Short task 1: List every line in the records below that contains the word "desk", copying each line in full. Case counts.

* START Excerpt provided *

FOR IMMEDIATE RELEASE
Contact: Nicole Ramsey
Corporate Communications & Marketing
Charlotte City Council to vote on changes to non-discrimination ordinance on Feb. 22
CHARLOTTE, N.C. (Feb. 8, 2016) – Tonight Charlotte City Council reviewed the proposed amendment to the non-discrimination ordinance during a dinner briefing presentation from the Charlotte-Mecklenburg Community Relations Committee, Community Building Initiative (CBI) and City Attorney Bob Hagemann.
Council is expected to consider taking action on the proposed amendment to the non-discrimination ordinance on Feb. 22. The proposed changes to the ordinance are the same as those presented last year. The amendment would add marital and familial status, sexual orientation, gender expression and gender identity to the list of protected characteristics in the existing non-discrimination ordinance.
As part of tonight’s presentation, council received information on the history of public accommodations, how the proposed ordinance compares to other cities and a summary from last week’s non-discrimination community forum.
In 2014, council examined a proposal to add sexual orientation, gender expression, gender identity, familial status and marital status to the list of protected characteristics in the city’s non-discrimination ordinances. On March 2, 2015, council failed to pass an amended version of the ordinance in a 5-6 vote.

* END Excerpt provided *
* START Records supplied *

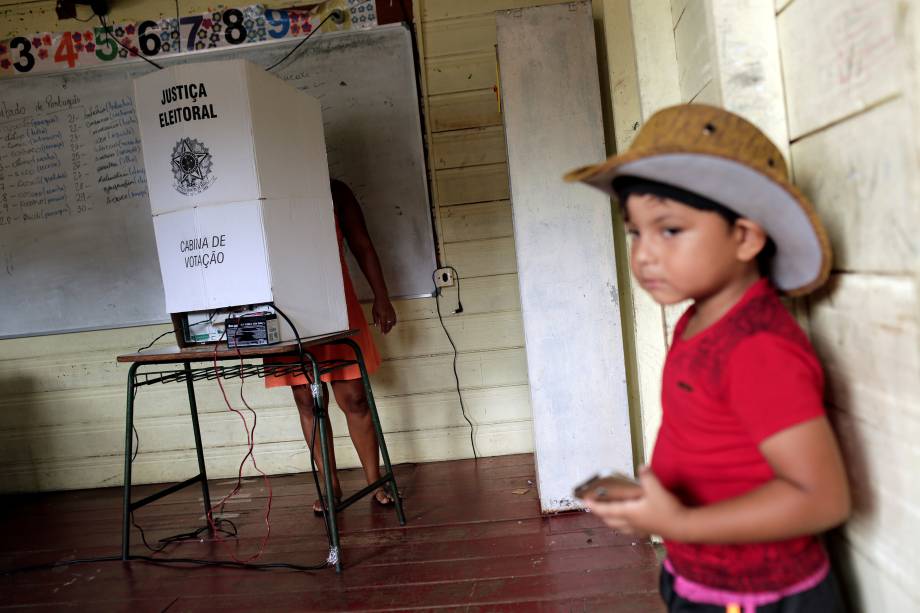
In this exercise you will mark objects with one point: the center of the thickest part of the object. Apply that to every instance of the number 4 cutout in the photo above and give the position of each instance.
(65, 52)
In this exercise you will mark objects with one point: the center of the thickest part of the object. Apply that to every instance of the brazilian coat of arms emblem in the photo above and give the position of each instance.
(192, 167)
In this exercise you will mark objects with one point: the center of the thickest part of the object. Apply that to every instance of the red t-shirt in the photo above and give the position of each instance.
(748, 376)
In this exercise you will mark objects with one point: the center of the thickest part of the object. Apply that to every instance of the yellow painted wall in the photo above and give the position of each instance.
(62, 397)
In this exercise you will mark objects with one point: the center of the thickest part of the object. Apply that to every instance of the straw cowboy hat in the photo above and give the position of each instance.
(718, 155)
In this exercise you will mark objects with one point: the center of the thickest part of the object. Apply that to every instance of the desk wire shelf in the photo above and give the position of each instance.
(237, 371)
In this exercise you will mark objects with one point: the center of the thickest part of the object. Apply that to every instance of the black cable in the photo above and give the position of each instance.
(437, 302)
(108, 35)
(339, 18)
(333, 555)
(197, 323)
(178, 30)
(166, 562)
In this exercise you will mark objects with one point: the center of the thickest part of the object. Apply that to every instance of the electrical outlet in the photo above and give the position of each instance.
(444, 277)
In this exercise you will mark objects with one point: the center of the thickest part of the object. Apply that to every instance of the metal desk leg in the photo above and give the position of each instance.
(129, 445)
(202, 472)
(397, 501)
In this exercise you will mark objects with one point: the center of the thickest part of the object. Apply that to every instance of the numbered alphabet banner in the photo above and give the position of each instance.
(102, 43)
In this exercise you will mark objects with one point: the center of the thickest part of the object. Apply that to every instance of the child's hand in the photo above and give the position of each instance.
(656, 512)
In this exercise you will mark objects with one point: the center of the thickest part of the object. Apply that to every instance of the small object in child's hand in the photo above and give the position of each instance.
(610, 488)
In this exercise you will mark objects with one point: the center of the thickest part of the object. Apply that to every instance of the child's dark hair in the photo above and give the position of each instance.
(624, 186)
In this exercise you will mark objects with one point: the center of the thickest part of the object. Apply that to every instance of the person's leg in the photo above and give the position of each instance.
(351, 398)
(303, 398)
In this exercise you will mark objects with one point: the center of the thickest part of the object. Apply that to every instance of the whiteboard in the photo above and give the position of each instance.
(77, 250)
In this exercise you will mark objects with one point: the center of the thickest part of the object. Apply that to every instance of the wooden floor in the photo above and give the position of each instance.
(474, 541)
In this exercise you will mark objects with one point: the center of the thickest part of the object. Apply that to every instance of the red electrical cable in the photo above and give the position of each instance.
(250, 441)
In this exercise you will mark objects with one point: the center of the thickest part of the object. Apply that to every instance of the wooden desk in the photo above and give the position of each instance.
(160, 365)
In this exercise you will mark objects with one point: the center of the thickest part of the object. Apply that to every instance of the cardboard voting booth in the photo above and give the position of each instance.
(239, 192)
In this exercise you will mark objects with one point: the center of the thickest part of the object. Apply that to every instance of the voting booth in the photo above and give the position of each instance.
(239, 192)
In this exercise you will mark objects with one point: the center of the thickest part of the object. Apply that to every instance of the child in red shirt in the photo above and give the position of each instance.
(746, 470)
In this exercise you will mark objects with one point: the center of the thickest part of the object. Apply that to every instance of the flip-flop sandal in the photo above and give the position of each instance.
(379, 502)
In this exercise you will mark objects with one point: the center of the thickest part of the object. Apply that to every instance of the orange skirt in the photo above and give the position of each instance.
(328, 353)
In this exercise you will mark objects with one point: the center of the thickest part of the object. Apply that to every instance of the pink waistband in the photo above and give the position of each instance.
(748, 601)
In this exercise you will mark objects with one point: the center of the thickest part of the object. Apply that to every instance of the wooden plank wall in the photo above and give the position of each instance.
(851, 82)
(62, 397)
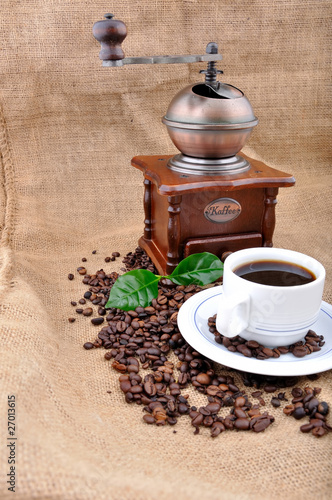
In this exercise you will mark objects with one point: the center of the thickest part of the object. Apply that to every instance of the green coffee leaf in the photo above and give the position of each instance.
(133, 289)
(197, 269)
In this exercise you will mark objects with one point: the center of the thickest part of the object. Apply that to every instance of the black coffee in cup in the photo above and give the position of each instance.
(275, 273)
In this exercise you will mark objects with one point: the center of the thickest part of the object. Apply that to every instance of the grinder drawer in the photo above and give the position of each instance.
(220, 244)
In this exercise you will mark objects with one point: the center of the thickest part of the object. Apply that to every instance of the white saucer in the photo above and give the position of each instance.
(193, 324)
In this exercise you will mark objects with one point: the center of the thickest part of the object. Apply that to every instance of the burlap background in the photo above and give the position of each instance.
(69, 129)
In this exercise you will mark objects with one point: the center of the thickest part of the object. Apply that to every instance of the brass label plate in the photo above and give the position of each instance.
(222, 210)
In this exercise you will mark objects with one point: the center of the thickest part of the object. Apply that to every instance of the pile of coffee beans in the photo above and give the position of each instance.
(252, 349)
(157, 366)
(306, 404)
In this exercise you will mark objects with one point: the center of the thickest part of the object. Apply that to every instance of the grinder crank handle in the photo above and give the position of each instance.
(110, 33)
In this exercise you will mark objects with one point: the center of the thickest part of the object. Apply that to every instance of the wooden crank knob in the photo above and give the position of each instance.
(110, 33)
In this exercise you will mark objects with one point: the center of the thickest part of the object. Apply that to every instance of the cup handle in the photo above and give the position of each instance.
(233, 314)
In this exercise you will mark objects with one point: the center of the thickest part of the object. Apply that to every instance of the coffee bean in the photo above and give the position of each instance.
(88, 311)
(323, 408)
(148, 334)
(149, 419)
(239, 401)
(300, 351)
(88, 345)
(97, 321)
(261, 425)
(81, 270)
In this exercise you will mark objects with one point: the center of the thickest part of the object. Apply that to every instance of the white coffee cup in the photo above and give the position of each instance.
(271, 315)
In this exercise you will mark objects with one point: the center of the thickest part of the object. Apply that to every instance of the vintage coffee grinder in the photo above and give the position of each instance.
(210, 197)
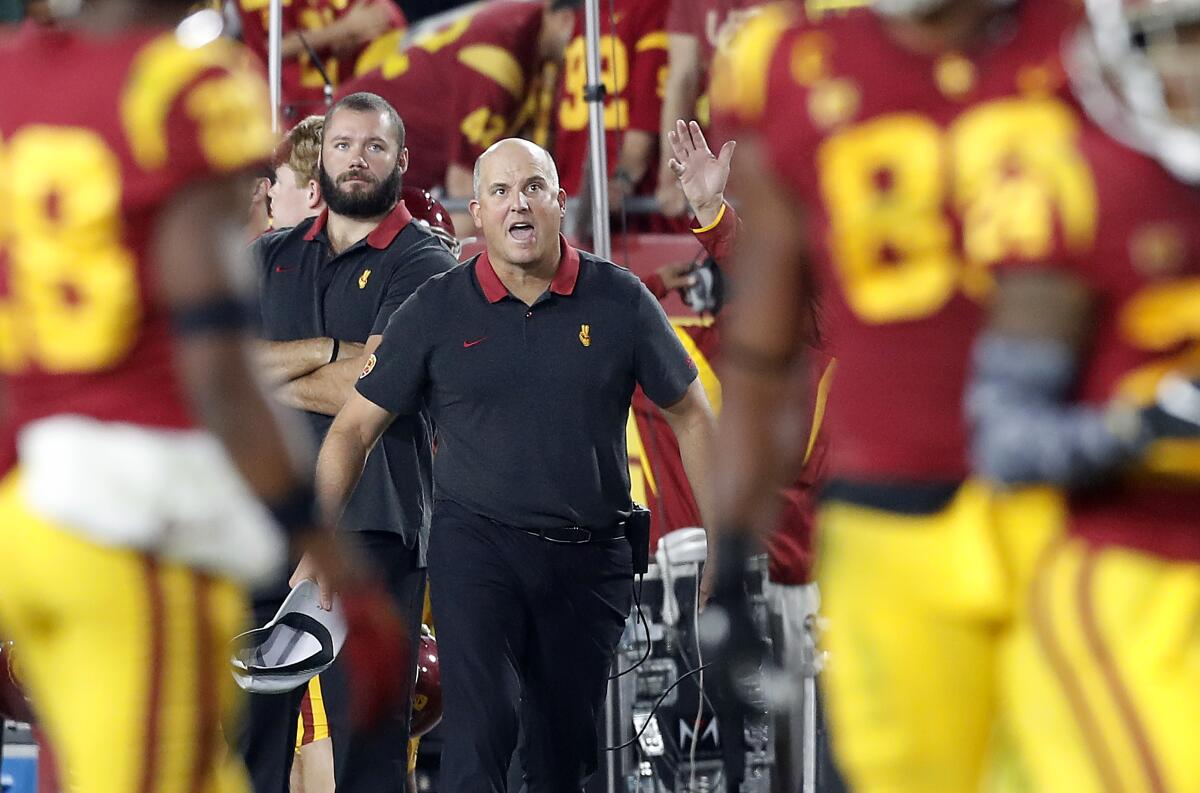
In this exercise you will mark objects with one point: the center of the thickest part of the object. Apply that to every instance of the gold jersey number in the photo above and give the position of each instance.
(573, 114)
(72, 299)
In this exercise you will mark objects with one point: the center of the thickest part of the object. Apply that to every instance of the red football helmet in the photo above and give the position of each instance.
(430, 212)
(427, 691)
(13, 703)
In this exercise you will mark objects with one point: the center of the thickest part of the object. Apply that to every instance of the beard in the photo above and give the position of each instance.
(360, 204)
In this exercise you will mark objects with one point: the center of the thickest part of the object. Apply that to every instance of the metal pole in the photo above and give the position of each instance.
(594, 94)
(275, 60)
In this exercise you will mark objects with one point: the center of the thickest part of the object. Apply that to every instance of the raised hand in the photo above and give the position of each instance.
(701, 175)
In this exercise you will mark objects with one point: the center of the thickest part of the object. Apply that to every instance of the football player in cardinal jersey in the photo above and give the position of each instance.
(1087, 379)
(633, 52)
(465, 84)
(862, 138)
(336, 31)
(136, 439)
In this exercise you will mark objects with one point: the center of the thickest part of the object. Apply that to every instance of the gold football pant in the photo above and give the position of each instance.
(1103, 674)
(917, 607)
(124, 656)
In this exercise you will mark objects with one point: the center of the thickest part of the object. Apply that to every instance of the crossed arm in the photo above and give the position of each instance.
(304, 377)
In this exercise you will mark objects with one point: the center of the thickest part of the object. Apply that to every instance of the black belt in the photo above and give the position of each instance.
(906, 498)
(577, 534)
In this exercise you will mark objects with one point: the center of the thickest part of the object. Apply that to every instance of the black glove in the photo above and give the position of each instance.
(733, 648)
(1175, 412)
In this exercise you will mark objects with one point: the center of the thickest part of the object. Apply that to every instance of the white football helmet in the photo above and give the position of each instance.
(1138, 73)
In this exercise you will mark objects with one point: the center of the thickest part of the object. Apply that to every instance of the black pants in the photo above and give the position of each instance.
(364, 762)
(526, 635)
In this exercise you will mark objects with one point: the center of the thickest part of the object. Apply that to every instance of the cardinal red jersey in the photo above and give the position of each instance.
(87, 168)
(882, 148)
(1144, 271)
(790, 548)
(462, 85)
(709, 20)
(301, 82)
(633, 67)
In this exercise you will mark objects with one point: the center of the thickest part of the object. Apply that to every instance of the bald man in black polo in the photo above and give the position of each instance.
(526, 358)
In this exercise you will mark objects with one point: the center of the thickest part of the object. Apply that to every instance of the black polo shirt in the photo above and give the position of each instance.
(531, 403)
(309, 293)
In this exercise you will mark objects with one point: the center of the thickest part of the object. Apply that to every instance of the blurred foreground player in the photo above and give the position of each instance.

* END Records supplied *

Short task 2: In the press release, what was the vote on March 2, 2015, when council failed to pass an amended version of the ordinance?

Answer 1:
In this exercise you will mark objects with one point: the center of the thickest part of the object. Apply that to every instance of the desk wire shelf in the photo above and give the position of each instance.
In this exercise you will mark objects with one point: the center of the thickest part of the object. Apply that to every instance of the metal desk leg in the photo above and give the position of each instance.
In this exercise you will mark objects with one point: the center of the thickest part of the object. Apply that to every instance of the wooden desk in the photo above and give the position of each instance.

Answer 2: It failed in a 5-6 vote.